[start EXCERPT PROVIDED]

0
   

Ethics Scandal at Interior Dept.

 
 
firefly
 
Reply Wed 10 Sep, 2008 03:43 pm
The New York Times
September 11, 2008

Wide-Ranging Ethics Scandal Emerges at Interior Dept.

By CHARLIE SAVAGE
WASHINGTON " As Congress prepares to debate expansion of drilling in taxpayer-owned coastal waters, the Interior Department agency that collects oil and gas royalties has been caught up in a wide-ranging ethics scandal " including allegations of financial self-dealing, accepting gifts from energy companies, cocaine use and sexual misconduct.

In three reports delivered to Congress on Wednesday, the department’s inspector general, Earl E. Devaney, found wrongdoing by a dozen current and former employees of the Minerals Management Service, which collects about $10 billion in royalties annually and is one of the government’s largest sources of revenue other than taxes.

“A culture of ethical failure” besets the agency, Mr. Devaney wrote in a cover memo.

The reports portray a dysfunctional organization that has been riddled with conflicts of interest, unprofessional behavior and a free-for-all atmosphere for much of the Bush administration’s watch.

The highest-ranking official criticized in the reports was Lucy Q. Denett, the former associate director of minerals revenue management, who retired earlier this year as the inquiry was progressing.

The investigations are the latest installment in a series of scathing probes of the troubled program’s management and competence in recent years. While previous reports have focused on problems the agency has had in collecting millions of dollars owed to the Treasury, the new set of reports raises questions about the integrity and behavior of the agency’s officials.

In one of the new reports, investigators conclude that a key supervisor at the agency’s minerals revenue management office worked together with two aides to steer a lucrative consulting contract to one of the aides after he retired, violating competitive procurement rules.

Two other reports focus on “a culture of substance abuse and promiscuity” and unethical behavior in the service’s royalty-in-kind program. That part of the agency collects about $4 billion a year in the form of oil and gas rather than cash royalties.

Modeled on a private-sector energy company, the decade-old royalty-in-kind program transports, processes and resells the oil and gas on the open market. But while its officials interact with energy company executives, they are subject to government ethics rules, such as restrictions on taking gifts from sources with whom they conduct official business.

One of the reports says that the officials viewed themselves as exempt from those limits, indulging themselves in the expense-account-fueled world of oil and gas executives.

[end EXCERPT PROVIDED]

WRITTEN PROBLEM 1:
Answer these questions about the article on the Interior Department ethics scandal:
(a) Who is the department's inspector general?
(b) How much does the royalty-in-kind program collect each year, and in what form?
(c) Who was the highest-ranking official criticized in the reports?
WRITTEN PROBLEM 2: Proceed with the article on the Interior Department ethics scandal, writing on from its final paragraph.

[start DATA EXCERPTS]

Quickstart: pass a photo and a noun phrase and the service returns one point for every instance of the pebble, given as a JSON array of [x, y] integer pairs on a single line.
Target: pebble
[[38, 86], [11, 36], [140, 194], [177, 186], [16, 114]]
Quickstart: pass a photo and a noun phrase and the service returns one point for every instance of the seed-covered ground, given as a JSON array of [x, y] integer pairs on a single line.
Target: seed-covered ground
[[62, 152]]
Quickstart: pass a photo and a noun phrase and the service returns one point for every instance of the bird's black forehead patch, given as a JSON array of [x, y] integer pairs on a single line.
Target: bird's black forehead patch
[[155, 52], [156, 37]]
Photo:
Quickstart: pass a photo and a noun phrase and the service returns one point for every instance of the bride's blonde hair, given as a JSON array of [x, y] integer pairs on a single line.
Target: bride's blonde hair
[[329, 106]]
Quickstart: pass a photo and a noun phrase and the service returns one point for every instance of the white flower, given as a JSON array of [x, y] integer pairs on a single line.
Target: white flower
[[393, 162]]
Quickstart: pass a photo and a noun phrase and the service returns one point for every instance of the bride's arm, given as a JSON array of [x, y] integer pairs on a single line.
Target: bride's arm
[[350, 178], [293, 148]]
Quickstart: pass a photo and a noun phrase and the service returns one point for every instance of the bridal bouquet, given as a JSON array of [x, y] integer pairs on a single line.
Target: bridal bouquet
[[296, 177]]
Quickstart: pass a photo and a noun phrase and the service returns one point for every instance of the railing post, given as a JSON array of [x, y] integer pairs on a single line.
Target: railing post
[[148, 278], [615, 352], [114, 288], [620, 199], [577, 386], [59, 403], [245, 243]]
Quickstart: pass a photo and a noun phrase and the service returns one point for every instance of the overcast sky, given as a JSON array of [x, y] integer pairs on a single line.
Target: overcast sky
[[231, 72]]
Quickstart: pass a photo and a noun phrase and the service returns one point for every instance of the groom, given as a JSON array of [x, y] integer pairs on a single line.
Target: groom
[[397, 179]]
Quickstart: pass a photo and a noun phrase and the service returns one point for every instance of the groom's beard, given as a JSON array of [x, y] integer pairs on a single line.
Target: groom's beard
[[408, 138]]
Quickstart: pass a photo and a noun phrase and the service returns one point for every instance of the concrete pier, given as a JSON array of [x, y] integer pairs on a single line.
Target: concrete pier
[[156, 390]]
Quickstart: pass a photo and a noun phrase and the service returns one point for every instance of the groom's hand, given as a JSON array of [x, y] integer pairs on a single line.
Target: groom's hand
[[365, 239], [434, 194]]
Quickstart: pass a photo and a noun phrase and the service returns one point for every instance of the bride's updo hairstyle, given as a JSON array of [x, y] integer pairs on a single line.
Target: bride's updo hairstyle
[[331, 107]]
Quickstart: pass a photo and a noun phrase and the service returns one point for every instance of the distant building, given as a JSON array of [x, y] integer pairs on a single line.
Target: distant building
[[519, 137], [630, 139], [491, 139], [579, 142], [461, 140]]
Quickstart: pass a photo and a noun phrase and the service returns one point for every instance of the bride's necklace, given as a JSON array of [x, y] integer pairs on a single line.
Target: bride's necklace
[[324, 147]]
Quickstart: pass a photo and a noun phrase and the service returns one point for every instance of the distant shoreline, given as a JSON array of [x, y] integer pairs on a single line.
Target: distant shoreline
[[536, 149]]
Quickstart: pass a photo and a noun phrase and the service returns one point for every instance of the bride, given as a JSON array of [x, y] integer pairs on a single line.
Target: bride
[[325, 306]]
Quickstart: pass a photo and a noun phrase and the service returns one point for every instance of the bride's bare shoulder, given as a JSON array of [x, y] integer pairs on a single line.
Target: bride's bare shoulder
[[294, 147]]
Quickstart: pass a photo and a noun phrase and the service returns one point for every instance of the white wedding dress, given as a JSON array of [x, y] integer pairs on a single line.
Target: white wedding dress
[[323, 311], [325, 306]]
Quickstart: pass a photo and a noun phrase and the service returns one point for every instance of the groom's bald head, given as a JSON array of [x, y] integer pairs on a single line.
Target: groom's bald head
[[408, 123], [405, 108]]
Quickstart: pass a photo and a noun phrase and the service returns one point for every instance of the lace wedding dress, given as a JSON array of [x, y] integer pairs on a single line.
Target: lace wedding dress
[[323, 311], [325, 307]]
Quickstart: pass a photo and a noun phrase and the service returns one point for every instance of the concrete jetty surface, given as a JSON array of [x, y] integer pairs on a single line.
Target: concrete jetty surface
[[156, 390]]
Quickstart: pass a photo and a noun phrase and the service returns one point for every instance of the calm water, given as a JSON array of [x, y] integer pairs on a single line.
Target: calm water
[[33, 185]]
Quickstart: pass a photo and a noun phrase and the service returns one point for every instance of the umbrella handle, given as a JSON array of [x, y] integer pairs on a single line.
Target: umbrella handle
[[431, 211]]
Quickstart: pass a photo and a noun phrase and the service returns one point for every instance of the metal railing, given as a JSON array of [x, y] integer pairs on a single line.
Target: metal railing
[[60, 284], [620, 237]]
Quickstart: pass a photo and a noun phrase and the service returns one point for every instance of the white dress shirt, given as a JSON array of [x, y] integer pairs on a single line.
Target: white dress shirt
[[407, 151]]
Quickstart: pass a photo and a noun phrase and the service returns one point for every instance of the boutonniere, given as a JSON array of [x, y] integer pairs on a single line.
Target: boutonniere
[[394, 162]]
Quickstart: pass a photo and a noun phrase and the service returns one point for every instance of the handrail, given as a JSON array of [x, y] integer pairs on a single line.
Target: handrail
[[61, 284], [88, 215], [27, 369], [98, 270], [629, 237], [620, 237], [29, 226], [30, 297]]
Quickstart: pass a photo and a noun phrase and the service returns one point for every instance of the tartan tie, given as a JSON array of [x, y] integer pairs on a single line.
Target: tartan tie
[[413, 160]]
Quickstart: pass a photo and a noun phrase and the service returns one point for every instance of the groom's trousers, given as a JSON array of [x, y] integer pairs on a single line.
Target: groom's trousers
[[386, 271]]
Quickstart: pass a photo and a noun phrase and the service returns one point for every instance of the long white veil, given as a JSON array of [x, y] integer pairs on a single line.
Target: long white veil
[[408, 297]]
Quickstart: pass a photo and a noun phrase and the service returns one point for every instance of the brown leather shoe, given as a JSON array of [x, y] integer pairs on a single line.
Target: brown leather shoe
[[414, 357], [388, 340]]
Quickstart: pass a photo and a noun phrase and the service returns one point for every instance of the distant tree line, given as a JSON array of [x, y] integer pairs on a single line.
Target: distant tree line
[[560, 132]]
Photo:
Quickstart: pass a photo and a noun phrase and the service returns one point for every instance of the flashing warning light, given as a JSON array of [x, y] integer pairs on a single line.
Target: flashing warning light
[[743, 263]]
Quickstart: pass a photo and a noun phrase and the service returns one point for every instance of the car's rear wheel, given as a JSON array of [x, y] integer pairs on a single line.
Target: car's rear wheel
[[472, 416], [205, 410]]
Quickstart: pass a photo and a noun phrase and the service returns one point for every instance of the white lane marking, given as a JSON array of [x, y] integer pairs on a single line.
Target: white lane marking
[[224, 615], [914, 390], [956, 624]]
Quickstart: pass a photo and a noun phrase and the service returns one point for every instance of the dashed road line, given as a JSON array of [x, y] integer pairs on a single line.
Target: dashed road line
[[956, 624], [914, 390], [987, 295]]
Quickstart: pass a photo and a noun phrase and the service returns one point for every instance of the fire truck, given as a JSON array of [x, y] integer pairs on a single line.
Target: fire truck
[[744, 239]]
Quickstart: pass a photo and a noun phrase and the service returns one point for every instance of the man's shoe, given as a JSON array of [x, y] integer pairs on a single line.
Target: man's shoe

[end DATA EXCERPTS]

REPLY 1:
(a) Earl E. Devaney
(b) About $4 billion a year, in the form of oil and gas rather than cash royalties
(c) Lucy Q. Denett, the former associate director of minerals revenue management

REPLY 2:
In addition, the report alleges that eight royalty-program officials accepted gifts from energy companies whose value exceeded limits set by ethics rules " including golf, ski and paintball outings; meals and drinks; and tickets to a Toby Keith concert, a Houston Texans football game and a Colorado Rockies baseball game.

The investigation also concluded that several of the officials “frequently consumed alcohol at industry functions, had used cocaine and marijuana, and had sexual relationships with oil and gas company representatives.”

The investigation separately found that the program’s manager mixed official and personal business, and took money from a technical services firm in exchange for urging oil companies to hire the firm. In sometimes lurid detail, the report accuses him of having intimate relations with two subordinates, one of whom regularly sold him cocaine.

The culture of the organization “appeared to be devoid of both the ethical standards and internal controls sufficient to protect the integrity of this vital revenue-producing program,” one report said.

A spokeswoman for the Interior Department secretary, Dirk Kempthorne, referred inquiries to the Minerals Management Service. The service’s director, Randall Luthi, released a preliminary statement on Wednesday morning saying he had not yet seen the reports but had scheduled a mid-afternoon conference call with reporters.

“I will tell you that we requested this investigation in 2006 after an employee raised allegations of ethical lapses,” Mr. Luthi’s early statement said. “I look forward to having the opportunity to review the Inspector General’s findings so we can take the appropriate actions.”

A spokesman for Mr. Devaney declined to comment.

At least one former employee named in the report, Jimmy W. Mayberry, pleaded guilty to a felony conflict-of-interest charge in August and faces a potential sentence of up to five years in prison and a $250,000 fine.

In late 2002, while he was about to retire from the government, Mr. Mayberry drafted a “statement of work” for a consulting contract to perform essentially identical functions to his own job. He then retired, started a company, and in June 2003 won the contract with the help of his former supervisor and another friend at the agency.

Danny Onorato, the attorney representing Mr. Mayberry, said his client has a sentencing date in November, but added that “we are not interested in having Mr. Mayberry speak.”

The report also recommended that the Justice Department seek felony charges against another official, Milton Dial, the friend who helped Mr. Mayberry win the contract and initially oversaw the consulting work. Mr. Dial retired in September 2004 and went to work for Mr. Mayberry’s new company in February 2005.

The report did not say how the Justice Department was handling Mr. Dial’s case. Efforts to reach Mr. Dial, whose telephone number is unlisted, were unsuccessful.

The inspector general also urged the administration to take administrative action against several of the officials in the royalty-in-kind program who accepted gifts from the oil companies, including either firing them or banning them for life from certain positions. Several have already been transferred out of the program but remain on the government payroll, it said.

But two of the highest-ranking officials who were targets of the investigations will apparently escape sanction. Both retired during the investigation, rendering them safe from any administrative punishment, and the Justice Department has declined to prosecute them on the charges suggested by the inspector general.

One of those who will not be prosecuted is Ms. Denett, the former associate director of minerals revenue management. The report alleges that she manipulated the contracting process to steer the deal to Mr. Mayberry, her friend and former special assistant.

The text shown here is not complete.